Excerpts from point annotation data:
--- start ---

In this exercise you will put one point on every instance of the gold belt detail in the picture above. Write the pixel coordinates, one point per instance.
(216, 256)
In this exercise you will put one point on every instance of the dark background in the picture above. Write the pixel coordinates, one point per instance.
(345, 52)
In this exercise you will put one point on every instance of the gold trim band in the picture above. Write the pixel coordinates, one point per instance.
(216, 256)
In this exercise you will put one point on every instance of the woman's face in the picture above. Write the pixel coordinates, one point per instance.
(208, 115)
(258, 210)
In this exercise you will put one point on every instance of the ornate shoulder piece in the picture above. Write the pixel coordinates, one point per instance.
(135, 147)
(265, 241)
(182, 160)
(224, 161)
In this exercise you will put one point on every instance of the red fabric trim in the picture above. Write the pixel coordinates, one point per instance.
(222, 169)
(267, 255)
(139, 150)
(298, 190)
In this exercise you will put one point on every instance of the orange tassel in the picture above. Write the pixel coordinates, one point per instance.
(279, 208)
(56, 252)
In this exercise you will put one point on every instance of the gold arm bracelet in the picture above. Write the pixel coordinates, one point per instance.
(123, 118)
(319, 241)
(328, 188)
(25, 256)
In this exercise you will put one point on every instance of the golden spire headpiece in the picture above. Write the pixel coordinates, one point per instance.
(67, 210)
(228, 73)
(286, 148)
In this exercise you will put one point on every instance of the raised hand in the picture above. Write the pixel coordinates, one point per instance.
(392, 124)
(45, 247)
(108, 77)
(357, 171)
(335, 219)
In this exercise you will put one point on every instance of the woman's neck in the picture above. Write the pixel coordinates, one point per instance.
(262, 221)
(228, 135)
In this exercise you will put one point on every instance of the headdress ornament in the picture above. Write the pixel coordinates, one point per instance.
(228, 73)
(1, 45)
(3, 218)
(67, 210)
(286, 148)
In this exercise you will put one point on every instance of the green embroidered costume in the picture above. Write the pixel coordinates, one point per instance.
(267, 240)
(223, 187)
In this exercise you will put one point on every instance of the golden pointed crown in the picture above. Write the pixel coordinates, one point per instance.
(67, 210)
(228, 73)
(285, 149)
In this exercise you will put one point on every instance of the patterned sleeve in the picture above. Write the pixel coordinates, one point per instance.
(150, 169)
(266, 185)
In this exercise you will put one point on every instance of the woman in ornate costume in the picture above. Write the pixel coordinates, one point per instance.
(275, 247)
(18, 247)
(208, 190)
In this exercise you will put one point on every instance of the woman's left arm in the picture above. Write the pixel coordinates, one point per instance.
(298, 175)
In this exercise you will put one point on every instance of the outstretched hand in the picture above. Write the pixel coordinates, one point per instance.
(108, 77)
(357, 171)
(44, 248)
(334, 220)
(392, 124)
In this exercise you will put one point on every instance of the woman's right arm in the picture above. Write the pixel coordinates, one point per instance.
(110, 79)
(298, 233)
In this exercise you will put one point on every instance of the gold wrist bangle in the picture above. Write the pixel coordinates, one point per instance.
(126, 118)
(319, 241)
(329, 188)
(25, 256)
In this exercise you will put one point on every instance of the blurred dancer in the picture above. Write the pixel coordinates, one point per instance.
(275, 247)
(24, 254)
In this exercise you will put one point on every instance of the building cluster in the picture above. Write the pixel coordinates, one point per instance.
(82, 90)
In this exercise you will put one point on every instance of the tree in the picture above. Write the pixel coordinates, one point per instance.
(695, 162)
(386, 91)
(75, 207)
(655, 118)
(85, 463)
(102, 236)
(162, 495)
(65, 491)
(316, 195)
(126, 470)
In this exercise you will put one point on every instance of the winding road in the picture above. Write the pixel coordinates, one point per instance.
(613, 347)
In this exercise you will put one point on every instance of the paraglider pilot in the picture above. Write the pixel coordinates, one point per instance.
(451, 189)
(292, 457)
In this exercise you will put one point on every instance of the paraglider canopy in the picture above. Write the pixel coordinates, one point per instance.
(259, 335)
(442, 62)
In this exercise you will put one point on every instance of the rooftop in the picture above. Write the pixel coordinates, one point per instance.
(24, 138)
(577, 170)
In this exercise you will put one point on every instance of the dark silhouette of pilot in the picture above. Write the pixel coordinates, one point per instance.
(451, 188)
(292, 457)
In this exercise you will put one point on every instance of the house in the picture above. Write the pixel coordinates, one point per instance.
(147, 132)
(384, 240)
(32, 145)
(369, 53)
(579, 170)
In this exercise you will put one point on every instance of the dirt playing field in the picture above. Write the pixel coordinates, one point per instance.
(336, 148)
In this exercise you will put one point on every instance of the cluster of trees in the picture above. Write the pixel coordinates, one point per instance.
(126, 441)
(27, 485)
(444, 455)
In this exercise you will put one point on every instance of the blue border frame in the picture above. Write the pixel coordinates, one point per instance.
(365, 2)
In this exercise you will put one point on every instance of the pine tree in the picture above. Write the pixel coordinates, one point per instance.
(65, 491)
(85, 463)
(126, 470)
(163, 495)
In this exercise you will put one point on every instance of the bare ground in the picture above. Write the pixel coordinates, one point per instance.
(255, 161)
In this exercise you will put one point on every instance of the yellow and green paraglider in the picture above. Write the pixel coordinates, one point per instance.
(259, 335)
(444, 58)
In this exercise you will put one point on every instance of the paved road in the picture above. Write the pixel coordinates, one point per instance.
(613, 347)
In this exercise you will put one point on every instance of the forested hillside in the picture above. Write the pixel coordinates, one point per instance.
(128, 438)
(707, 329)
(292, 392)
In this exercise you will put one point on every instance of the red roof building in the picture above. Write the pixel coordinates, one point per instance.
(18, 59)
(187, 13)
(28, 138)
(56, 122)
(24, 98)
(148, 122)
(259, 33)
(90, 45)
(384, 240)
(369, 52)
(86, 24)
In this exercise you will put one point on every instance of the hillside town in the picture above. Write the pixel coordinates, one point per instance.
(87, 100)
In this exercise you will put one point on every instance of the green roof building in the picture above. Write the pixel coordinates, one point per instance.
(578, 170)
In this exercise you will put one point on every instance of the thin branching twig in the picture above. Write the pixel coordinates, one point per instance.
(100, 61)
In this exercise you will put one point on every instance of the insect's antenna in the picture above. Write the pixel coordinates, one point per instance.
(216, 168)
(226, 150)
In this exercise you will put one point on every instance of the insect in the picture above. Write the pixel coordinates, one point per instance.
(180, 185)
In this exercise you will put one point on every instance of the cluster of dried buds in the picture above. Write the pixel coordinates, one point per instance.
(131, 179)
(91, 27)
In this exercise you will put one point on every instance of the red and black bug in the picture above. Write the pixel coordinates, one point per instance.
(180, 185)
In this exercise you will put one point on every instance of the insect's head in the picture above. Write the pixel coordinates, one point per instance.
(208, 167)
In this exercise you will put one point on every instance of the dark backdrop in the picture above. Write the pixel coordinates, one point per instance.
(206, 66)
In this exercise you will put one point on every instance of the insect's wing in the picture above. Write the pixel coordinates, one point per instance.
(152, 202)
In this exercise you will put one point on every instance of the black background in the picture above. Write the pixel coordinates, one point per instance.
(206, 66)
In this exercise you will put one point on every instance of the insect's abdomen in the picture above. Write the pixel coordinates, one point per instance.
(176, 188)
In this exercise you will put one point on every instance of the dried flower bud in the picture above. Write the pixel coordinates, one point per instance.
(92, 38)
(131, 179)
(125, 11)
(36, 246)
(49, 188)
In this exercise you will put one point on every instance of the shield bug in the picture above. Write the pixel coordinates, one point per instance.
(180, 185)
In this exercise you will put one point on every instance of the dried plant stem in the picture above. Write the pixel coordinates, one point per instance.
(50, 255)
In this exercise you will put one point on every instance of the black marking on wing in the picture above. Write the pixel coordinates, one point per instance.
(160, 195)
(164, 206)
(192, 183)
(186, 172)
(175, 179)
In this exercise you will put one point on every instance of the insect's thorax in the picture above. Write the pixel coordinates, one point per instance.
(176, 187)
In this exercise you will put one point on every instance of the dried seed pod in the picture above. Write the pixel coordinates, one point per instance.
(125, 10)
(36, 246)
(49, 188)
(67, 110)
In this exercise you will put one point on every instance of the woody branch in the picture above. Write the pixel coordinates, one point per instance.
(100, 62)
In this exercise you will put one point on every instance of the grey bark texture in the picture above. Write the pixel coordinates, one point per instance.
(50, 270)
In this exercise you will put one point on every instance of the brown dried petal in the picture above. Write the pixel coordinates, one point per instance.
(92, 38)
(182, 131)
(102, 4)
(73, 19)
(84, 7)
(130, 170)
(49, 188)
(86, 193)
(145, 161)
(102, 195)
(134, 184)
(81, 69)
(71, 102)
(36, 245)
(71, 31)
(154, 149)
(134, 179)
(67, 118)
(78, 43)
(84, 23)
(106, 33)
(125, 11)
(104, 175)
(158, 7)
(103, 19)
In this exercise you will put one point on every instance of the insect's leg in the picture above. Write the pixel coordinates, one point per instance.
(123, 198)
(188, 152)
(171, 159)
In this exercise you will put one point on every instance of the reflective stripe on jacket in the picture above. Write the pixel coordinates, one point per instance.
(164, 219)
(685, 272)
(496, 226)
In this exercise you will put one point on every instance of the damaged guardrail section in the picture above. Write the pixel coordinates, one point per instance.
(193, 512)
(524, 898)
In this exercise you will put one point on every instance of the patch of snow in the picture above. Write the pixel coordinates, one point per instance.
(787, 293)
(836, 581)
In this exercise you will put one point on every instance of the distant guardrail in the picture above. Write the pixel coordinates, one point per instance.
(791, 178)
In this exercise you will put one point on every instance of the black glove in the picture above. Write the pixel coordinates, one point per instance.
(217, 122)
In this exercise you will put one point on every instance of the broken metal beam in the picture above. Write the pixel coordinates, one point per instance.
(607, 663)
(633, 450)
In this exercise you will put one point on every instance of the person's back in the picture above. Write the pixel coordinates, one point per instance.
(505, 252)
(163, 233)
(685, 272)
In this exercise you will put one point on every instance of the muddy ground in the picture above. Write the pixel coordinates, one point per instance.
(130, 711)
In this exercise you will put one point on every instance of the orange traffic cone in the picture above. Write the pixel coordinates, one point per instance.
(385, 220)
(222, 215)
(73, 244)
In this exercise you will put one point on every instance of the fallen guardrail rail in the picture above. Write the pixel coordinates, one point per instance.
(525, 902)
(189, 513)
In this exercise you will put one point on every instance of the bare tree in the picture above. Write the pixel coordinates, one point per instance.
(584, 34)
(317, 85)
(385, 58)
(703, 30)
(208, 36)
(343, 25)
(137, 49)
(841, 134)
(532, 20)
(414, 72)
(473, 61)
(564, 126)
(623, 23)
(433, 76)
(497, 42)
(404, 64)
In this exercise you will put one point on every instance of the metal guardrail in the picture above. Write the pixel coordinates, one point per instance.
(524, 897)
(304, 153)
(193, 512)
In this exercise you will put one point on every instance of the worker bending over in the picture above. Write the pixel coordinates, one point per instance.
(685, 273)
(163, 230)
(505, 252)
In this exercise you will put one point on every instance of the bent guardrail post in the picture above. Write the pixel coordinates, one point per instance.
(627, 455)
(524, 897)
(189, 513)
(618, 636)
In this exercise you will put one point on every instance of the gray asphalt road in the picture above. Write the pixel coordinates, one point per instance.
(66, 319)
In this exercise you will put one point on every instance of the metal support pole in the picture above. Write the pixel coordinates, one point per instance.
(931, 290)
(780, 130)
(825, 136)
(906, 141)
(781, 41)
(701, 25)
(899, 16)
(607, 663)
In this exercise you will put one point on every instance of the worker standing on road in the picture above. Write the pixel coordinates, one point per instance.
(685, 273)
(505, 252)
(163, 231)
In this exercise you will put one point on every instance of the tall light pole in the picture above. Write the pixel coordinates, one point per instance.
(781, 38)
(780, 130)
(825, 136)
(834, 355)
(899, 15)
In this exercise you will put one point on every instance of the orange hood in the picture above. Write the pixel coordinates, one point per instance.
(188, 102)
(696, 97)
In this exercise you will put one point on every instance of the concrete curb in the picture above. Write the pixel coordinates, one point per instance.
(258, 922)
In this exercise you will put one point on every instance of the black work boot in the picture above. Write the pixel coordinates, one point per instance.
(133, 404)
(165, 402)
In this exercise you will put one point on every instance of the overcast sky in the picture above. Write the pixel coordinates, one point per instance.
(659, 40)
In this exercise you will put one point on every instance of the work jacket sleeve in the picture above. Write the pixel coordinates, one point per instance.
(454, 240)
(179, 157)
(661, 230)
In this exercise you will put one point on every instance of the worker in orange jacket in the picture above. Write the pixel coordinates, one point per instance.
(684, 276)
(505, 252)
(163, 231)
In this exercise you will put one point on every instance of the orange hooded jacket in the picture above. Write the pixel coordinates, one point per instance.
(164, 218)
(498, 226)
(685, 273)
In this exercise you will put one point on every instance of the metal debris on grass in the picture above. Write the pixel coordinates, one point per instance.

--- end ---

◆ WHAT YOU SHOULD DO ◆
Can you repeat, word for word, the lines of the data starting with the one that holds "the work jacket" and running through the end of the data, both ends included?

◆ REPLY TO THE EXERCISE ◆
In this exercise you will put one point on every instance of the work jacket sleeve in the picture above. Write the pixel coordinates, one point per instance.
(454, 240)
(179, 157)
(661, 230)
In this exercise you will put one point on every instance of the worker in orange jacket in the picture above. Write the pixel coordinates, one point per instance.
(684, 276)
(505, 252)
(163, 231)
In this exercise you will put one point on every instance of the orange hooded jacket in the picture above. Write the pixel coordinates, one point per instance.
(164, 218)
(498, 226)
(685, 273)
In this exercise you will put one point on every instance of the metal debris on grass in the picture above. Write the pixel coordinates, one point per instance.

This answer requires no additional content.